◆ REQUIRED WORK ◆
Can you substitute "Mark" for "Pick out" throughout the records below, leaving everything else unchanged?

(Object location annotation data)
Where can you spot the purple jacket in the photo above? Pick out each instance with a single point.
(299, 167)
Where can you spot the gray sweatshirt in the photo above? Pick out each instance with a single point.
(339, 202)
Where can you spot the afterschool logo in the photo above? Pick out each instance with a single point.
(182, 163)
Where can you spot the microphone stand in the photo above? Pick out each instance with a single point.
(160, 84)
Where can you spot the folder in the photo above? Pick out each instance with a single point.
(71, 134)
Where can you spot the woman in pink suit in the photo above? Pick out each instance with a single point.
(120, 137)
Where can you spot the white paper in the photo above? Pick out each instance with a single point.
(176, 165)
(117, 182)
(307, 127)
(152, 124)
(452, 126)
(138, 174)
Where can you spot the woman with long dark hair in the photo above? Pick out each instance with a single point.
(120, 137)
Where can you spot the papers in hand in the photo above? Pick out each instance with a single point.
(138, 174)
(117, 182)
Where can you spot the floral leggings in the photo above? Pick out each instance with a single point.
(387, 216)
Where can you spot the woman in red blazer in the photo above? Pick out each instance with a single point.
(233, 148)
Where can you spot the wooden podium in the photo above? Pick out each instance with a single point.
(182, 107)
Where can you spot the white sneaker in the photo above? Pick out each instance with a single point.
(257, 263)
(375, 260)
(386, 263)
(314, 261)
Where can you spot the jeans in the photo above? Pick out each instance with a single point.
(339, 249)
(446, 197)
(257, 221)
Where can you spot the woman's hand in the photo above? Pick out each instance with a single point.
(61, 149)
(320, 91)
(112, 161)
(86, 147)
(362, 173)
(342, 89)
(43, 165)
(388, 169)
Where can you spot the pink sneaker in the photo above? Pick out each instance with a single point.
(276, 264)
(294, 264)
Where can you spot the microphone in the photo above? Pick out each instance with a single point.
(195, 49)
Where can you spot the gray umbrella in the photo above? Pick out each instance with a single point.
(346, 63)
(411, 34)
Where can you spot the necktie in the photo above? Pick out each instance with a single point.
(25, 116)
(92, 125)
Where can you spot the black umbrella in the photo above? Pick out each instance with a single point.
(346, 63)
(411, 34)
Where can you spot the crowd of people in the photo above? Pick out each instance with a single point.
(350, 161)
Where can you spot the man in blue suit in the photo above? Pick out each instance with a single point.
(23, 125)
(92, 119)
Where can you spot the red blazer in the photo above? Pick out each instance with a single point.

◆ EXERCISE RESULT ◆
Where can you spot the purple jacket in the photo above? Mark each instance with a single point.
(299, 167)
Where can you spot the gray sweatshirt in the photo above? Mark each instance with a single point.
(339, 202)
Where can you spot the afterschool logo in the photo above? Mark each instance with a single point.
(182, 163)
Where can you spot the microphone stand in the photo above? Mark each instance with a single point.
(160, 84)
Where can you spot the folder in the photo above? Mark each instance with a single point.
(71, 134)
Where can you spot the woman in pink suit in the photo above? Mark each instance with a single point.
(120, 137)
Where can you spot the white paper in the photo above? Mark each instance with a single point.
(176, 165)
(117, 182)
(307, 127)
(152, 124)
(452, 126)
(138, 174)
Where can you spot the woman with long dark hair in the photo above? Mark each instance with a single point.
(120, 137)
Where can you spot the papers in hand in the photo above? Mark each instance with a single point.
(138, 174)
(117, 182)
Where can you spot the floral leggings in the photo above? Mark each instance with a single point.
(387, 216)
Where can you spot the woman in red blazer in the photo above? Mark each instance with a single point.
(233, 148)
Where can you spot the wooden podium in the photo above? Mark each instance with a single point.
(182, 107)
Where can you spot the white sneaker in the photo above? Mark each instance with a single point.
(257, 263)
(375, 260)
(386, 263)
(314, 261)
Where can you spot the jeans in the photo above? Mark each instance with a single point.
(339, 249)
(446, 197)
(257, 221)
Where can you spot the woman's hand in the photo above? Mark each instance with a single point.
(61, 149)
(320, 91)
(112, 161)
(86, 147)
(362, 173)
(342, 89)
(43, 165)
(388, 169)
Where can you spot the pink sneaker in the photo above? Mark each instance with a single point.
(276, 264)
(294, 264)
Where can you spot the microphone in the photo above? Mark each instance with a single point.
(195, 49)
Where can you spot the gray umbrella in the photo above? Mark each instance with a single point.
(346, 63)
(411, 34)
Where can you spot the necktie in the photo above? Mark each instance with a single point.
(25, 116)
(92, 125)
Where can you spot the black umbrella in the photo above? Mark each instance with a single point.
(346, 63)
(411, 34)
Where can you spot the crowd of people in the photo above? Mark each instance with a single point.
(350, 161)
Where can you spot the man in blue suit in the photo above? Mark each instance with a single point.
(23, 125)
(92, 119)
Where can you spot the red blazer in the photo above? Mark each instance with a single point.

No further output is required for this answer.